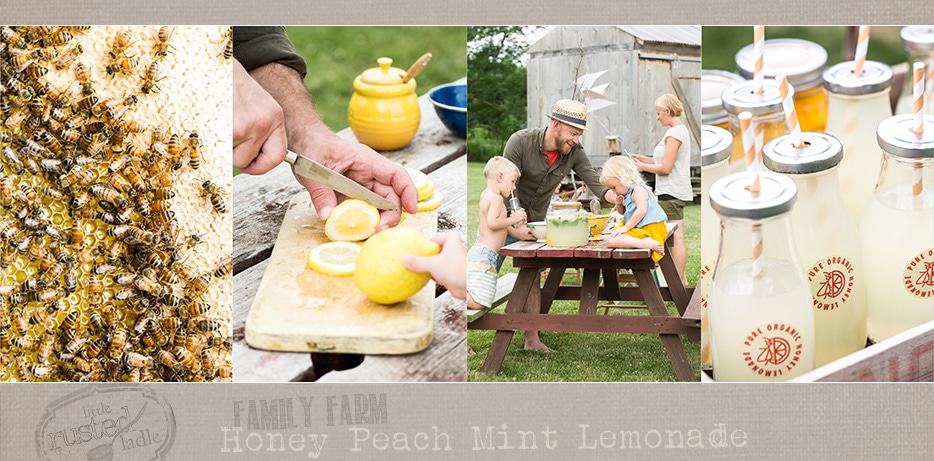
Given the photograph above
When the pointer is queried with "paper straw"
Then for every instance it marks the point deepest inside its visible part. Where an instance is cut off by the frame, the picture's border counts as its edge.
(788, 104)
(748, 127)
(758, 48)
(919, 122)
(862, 46)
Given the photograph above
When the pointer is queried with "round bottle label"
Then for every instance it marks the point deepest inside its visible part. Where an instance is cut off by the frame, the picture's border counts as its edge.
(918, 276)
(773, 349)
(831, 281)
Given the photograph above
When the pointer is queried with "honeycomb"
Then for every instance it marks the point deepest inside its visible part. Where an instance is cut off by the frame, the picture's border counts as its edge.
(115, 234)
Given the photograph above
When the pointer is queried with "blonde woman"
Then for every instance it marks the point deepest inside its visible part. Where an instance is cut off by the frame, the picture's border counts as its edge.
(643, 223)
(671, 163)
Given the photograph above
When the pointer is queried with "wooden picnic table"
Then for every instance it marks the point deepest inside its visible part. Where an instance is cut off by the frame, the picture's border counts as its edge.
(528, 306)
(259, 206)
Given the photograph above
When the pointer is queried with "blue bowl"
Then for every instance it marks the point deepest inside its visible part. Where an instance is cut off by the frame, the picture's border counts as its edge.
(450, 101)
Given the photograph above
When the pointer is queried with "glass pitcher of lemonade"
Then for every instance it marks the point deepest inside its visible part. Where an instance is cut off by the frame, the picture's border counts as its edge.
(857, 105)
(828, 246)
(897, 230)
(919, 42)
(803, 62)
(716, 146)
(766, 109)
(761, 324)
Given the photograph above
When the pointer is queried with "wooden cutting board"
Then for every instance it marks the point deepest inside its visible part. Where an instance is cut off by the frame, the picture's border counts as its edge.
(298, 309)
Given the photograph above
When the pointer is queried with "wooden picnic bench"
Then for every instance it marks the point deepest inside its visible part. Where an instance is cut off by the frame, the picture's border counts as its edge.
(529, 303)
(259, 207)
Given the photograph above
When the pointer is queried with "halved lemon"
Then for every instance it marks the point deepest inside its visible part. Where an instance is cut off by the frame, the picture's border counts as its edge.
(431, 203)
(351, 221)
(334, 258)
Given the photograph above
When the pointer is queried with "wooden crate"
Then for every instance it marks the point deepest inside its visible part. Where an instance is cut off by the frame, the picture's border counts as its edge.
(908, 356)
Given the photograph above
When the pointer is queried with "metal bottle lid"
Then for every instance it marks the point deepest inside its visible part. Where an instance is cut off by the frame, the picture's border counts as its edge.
(821, 152)
(716, 145)
(896, 137)
(840, 78)
(742, 97)
(730, 198)
(802, 61)
(713, 83)
(918, 39)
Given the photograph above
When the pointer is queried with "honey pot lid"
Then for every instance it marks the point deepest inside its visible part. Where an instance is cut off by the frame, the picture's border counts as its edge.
(896, 136)
(716, 145)
(821, 152)
(384, 74)
(730, 196)
(841, 79)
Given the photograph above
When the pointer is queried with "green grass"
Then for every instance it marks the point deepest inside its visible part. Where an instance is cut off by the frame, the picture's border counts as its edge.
(580, 356)
(721, 43)
(336, 55)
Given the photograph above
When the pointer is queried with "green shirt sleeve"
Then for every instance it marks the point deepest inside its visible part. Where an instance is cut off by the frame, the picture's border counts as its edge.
(258, 46)
(583, 168)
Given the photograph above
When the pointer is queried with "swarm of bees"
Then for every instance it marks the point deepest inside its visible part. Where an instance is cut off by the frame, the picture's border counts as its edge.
(95, 281)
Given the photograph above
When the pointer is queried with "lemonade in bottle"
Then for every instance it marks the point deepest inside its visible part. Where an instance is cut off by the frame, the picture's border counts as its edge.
(828, 246)
(803, 62)
(857, 105)
(759, 306)
(716, 146)
(897, 230)
(766, 110)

◇ ◇ ◇ ◇ ◇

Your task:
Each entry above is to be written out again unchanged, apart from the pictures, which are left out.

Task result:
Given the photograph above
When the pointer is queried with "paper straw"
Then for every instance it marks the point deepest inside its visible part. Where an instance is cut off by the frame, the picture's border counts as its edge.
(788, 104)
(748, 127)
(758, 48)
(919, 122)
(862, 46)
Given the photograph above
When the pointer is queried with "round bottle label"
Then for every instance it marks the point deepest inside its visible part. Where an instance is cut off by the frame, the picture's border counts as its edge.
(918, 276)
(773, 349)
(831, 281)
Given the photograph above
When the pointer is queried with "honeycomb"
Then for every instance it marks the point deepest inside its visible part. Where an instance is cut off by the frame, the picture's border counts as its edge.
(115, 234)
Given the photograph above
When the pointer is queried with "blonde woman"
Then for every instance it marks the point deepest inside its visible part. Where an instance is cut off by the frame, the picture's border counts as its edge.
(643, 223)
(671, 163)
Given the photograph above
When the pointer is queried with "wooden picnic table"
Then for every instance it marks the point deepest inside its visible part. Where an instance is cut off by the frame, the picture's border counts as its edge.
(528, 306)
(259, 206)
Given the photograph above
When the pointer is queried with "blue bowl"
Then for every instance it marks the point deepest inside its visible part. Where an instance is cut off by the frame, the picture's border counts as its edge.
(450, 101)
Given the photograph above
When the pointer is queried with "glass pitcher of lemonade"
Then for every instance it marks the point deepest inside its visible part. Where an instance is cut off by the frame, the picture's border counts as its edge.
(857, 105)
(828, 246)
(897, 230)
(919, 42)
(803, 62)
(716, 146)
(766, 109)
(761, 324)
Given the photograph above
When the pointer is queried with "wooden cutting board"
Then for every instance it marks the point deepest inside its visible part. Where an instance is cut off by the frame, the picture's border counts as its edge.
(298, 309)
Given the photograph above
When the pointer is queried with "wooden picnic bench"
Then for every instance it marks the point deepest inside its visible part. Where an instance is cut off by the frame, the picture's border counts as its edge.
(529, 303)
(259, 207)
Given the photograph above
When the pointer is queried with "halved lemon"
Then for every instance it marks the point deepest inside its visible part. Where an instance is cut off by the frame, the picture's border counts as its edge.
(431, 203)
(351, 221)
(334, 258)
Given the photograph above
When the pointer is queried with "wooden crate"
Then for every instance it marks the point deepest inside its visible part. Where an instance is cut off by the frame, the picture's border counts as its edge.
(908, 356)
Given the photograph above
When the pointer is queried with "metal bottle lid"
Then for every instance it marks the point deepest inside its visible part. Where an instance is cut off by the frame, the picture's border counts as its edge.
(821, 152)
(716, 145)
(896, 137)
(840, 78)
(742, 97)
(730, 198)
(802, 61)
(713, 83)
(918, 39)
Given the photograph above
When the pointer is queried with "honey pot lid"
Then for every instance it marks the point deepest inside its visible part. Where an instance is cut off by the frame, the picture's border counts as its edge.
(896, 136)
(716, 145)
(821, 152)
(384, 74)
(730, 196)
(841, 79)
Given the photograph above
When the pointer is queried with "green grass"
Then for every instance it marks the point deepest inside its visible part. Where an instance is cut off by the frame, the picture's border counts as its edge.
(580, 356)
(721, 43)
(336, 55)
Given the photograph above
When the pointer is queried with "green shirt sleeve"
Then for every instance it marks the point deepest inside its visible part. Where an instance is cut off by the frame, the picture's border counts as its edge.
(258, 46)
(583, 168)
Given the photograph above
When the pointer is queried with "swarm of bees"
Then for every instance it marks the point deepest inside its visible part. Where an instance is cut off by the frame, the picture's border counts as its edge.
(95, 281)
Given the photograph above
When the pointer is queried with "lemonade in bottle"
Then for every instance it marks the point deepest inside its visible part. Where an instance is cut off by the frame, the picture's border counts as its edge.
(828, 246)
(803, 62)
(857, 105)
(759, 306)
(716, 146)
(897, 230)
(766, 110)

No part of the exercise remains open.